▶ Your goal:
In the compression optimization notes below, set down the stretch from "- Chunked processing" through "(Phase 1-2, 5.5)" word for word.
==== Excerpt ====
1. **Huffman Encoding** (Phase 1, 5.5)
   - Chunked processing with software prefetching
   - O(n log n) weight normalization (was O(n²))
   - 4-way interleaved histogram (Phase 5.5)
   - Branchless inner loop - removes all conditionals (Phase 5.5)
   - SIMD histogram integration via haagenti_simd

2. **Match Finding** (Phase 1-2, 5.5)
   - Batch hash update with prefetching
   - AVX-512 match length comparison (64 bytes/iteration)
   - AVX2 fallback (32 bytes/iteration)
   - Lazy matching for Fast+ compression levels
   - **Novel: Match prediction** - check predicted offset first (Phase 5.5)
   - **Novel: Offset preference** - prefer predicted offset on ties (Phase 5.5)
   - **Novel: Long match sparse update** - skip hash updates for 64+ byte matches

3. **Entropy Analysis** (Phase 3)
   - Fast entropy estimation (~50-100 cycles)
==== Data provided ====
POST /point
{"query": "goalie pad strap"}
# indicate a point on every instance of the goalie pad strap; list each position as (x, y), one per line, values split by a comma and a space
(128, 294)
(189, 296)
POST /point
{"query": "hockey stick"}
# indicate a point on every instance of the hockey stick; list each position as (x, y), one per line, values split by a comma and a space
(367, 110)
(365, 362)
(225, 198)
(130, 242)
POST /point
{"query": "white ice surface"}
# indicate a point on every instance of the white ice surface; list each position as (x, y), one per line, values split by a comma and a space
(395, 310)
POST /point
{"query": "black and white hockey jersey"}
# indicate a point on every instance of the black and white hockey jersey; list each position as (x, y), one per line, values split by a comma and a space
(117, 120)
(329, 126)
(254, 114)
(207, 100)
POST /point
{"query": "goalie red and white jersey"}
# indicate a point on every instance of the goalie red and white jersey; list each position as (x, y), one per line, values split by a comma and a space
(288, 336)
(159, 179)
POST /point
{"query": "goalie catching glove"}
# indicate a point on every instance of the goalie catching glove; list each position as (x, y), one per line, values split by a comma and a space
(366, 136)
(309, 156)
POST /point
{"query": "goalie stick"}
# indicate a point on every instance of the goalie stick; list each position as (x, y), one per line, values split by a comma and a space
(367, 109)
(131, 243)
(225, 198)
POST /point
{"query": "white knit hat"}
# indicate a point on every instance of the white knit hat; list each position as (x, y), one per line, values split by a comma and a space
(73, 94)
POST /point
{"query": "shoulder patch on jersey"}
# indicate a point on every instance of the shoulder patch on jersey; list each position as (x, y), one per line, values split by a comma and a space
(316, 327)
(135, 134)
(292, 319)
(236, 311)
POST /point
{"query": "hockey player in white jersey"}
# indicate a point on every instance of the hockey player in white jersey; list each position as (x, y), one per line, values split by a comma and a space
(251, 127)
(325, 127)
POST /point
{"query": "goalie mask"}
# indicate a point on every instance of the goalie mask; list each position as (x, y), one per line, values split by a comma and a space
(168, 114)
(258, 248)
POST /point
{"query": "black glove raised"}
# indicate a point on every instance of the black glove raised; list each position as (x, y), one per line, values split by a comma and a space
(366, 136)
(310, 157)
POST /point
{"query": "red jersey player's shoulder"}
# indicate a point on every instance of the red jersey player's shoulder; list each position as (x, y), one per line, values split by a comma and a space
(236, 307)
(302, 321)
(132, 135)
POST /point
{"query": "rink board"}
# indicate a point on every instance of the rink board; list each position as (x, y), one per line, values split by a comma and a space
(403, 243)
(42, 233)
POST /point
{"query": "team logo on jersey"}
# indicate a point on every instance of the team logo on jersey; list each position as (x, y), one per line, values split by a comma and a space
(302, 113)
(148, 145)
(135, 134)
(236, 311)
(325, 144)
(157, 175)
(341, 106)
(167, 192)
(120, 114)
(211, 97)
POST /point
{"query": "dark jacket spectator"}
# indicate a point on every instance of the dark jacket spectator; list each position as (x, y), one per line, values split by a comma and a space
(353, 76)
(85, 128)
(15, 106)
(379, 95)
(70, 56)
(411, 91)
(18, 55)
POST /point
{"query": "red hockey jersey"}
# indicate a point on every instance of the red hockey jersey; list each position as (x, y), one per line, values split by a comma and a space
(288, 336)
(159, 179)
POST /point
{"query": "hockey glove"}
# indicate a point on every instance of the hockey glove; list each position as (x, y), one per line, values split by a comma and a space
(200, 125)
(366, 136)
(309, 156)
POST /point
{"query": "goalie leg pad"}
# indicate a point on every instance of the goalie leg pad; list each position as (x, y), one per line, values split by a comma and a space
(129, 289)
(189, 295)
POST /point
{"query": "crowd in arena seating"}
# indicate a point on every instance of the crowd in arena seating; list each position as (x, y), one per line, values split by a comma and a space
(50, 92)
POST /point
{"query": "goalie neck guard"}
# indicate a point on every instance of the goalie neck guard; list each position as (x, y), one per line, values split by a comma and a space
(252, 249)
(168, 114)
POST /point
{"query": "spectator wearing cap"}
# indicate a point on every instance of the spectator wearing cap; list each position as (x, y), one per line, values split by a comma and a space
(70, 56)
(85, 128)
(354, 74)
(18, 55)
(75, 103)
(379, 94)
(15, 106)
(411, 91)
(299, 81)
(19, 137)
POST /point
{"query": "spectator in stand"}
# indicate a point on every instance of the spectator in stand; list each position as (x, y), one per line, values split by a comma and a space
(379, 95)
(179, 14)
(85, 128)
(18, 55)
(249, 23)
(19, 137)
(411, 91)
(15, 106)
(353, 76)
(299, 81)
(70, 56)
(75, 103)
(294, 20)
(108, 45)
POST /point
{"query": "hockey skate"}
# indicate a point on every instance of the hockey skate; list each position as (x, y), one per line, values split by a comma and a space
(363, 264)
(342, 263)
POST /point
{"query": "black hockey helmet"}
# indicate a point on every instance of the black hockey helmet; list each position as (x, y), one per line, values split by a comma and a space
====
==== Data provided ====
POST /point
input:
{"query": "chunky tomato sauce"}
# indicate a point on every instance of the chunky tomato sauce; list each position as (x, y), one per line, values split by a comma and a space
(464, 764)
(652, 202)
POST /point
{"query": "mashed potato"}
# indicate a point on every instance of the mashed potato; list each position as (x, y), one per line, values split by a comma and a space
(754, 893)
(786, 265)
====
==== Data provided ====
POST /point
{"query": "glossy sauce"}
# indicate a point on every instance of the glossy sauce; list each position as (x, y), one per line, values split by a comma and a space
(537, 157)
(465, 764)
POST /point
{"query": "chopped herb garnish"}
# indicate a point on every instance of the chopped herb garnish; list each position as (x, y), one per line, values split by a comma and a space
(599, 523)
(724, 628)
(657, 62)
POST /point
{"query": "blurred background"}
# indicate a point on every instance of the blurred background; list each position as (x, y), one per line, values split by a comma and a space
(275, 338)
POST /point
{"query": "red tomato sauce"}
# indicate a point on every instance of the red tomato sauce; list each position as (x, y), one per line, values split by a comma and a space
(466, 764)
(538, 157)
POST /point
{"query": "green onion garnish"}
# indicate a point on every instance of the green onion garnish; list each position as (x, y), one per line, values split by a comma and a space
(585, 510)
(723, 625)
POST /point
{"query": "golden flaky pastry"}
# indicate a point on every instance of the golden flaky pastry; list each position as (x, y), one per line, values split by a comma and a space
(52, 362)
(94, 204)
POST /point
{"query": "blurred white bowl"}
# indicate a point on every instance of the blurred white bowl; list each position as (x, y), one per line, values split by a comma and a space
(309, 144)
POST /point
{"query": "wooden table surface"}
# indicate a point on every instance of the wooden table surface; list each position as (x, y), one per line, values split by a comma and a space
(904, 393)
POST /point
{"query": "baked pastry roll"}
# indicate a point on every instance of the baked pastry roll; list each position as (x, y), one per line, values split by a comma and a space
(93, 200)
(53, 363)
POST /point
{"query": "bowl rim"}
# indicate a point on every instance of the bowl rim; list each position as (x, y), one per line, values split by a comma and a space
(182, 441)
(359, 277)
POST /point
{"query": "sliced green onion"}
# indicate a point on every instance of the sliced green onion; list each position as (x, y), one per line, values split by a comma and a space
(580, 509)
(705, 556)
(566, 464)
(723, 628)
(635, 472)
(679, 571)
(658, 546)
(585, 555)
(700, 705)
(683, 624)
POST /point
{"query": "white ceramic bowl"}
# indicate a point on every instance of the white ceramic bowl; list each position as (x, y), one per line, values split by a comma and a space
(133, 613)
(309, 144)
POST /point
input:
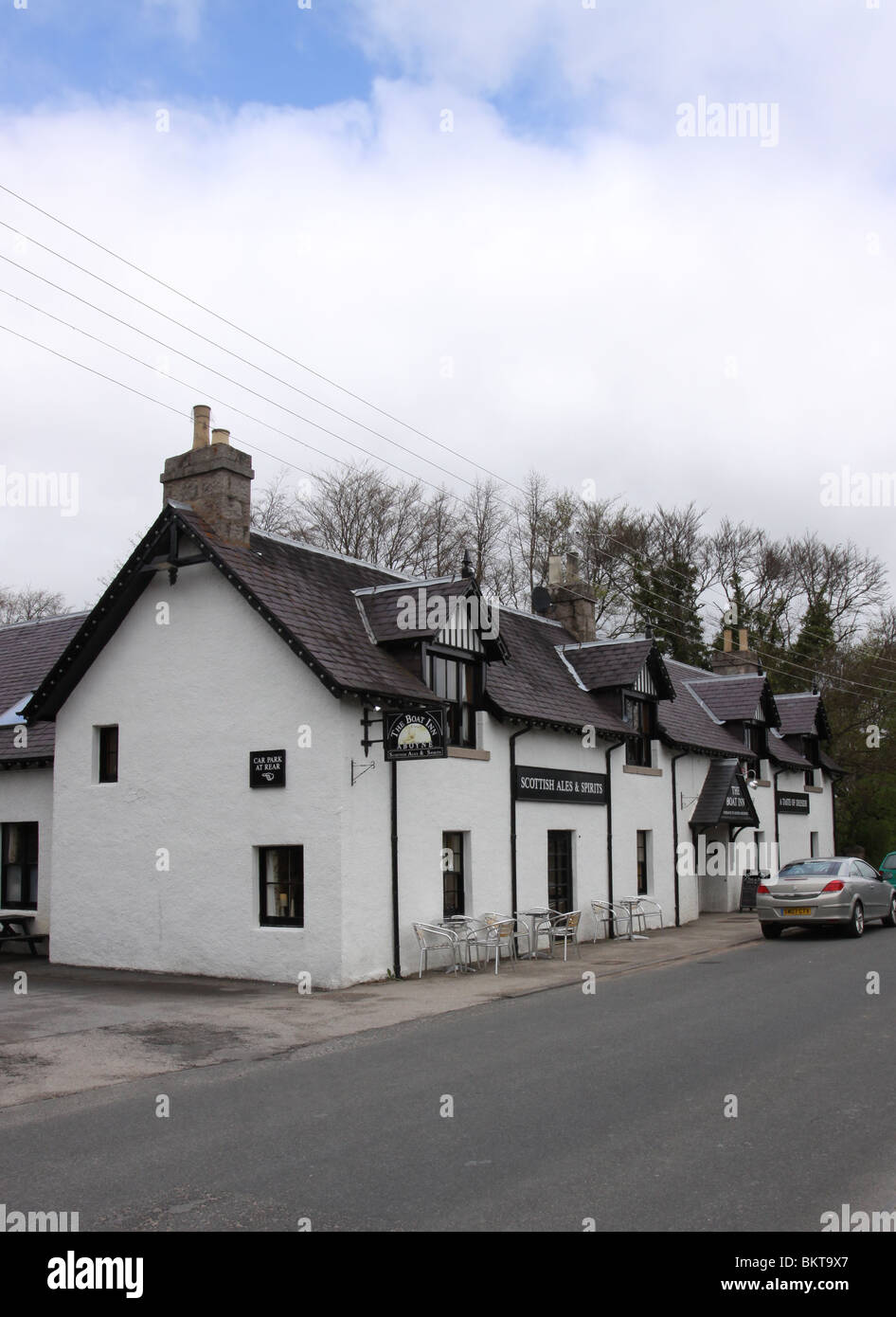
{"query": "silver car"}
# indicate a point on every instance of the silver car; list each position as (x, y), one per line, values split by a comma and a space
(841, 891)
====
▶ Answer to the exercise:
- Chunked processing with software prefetching
   - O(n log n) weight normalization (was O(n²))
   - 4-way interleaved histogram (Phase 5.5)
   - Branchless inner loop - removes all conditionals (Phase 5.5)
   - SIMD histogram integration via haagenti_simd

2. **Match Finding** (Phase 1-2, 5.5)